[GOAL] Show every line of the entries below that contains the word "image". Case counts.

Dataset entries:
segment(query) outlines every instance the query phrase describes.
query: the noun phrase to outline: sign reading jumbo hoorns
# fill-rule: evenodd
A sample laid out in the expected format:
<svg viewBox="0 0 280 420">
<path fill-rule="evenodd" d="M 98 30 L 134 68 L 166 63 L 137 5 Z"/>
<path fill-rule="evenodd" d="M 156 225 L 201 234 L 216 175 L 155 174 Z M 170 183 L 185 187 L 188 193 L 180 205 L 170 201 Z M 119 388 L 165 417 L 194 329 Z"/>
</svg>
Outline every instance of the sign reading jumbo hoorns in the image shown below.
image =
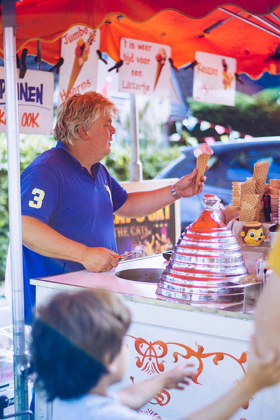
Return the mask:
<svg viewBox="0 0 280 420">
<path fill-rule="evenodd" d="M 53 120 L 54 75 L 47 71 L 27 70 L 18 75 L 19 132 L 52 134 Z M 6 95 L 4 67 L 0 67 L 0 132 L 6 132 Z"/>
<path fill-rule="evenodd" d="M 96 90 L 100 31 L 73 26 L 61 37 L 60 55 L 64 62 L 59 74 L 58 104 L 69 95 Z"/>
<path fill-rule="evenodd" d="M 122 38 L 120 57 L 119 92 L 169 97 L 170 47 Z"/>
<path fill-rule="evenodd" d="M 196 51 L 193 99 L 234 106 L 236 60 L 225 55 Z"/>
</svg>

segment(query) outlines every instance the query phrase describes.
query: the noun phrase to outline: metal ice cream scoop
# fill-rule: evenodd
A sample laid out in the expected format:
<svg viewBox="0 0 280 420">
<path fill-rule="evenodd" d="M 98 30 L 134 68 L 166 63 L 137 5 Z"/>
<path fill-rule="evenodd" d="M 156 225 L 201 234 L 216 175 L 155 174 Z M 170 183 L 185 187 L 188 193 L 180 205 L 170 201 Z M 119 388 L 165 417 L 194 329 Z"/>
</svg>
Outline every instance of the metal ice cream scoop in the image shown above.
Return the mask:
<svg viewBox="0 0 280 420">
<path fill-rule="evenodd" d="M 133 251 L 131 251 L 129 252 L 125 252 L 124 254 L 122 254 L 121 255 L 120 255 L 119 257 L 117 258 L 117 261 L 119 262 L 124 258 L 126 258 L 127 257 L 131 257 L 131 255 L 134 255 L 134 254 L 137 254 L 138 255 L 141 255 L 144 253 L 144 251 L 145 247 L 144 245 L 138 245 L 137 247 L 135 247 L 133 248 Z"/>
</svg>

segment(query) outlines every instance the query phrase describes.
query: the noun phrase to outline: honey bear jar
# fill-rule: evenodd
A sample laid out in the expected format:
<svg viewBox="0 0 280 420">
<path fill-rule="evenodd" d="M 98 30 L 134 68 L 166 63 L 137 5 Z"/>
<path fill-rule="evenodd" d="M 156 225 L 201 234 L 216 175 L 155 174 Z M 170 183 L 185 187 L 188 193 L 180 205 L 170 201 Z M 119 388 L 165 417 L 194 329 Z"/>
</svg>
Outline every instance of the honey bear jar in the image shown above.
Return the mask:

[EXERCISE RESPONSE]
Outline every instance of the sign reading jumbo hoorns in the image shown below.
image =
Outline every instance of the metal ice cream scoop in the image shown above.
Outline every instance of the honey bear jar in the image shown above.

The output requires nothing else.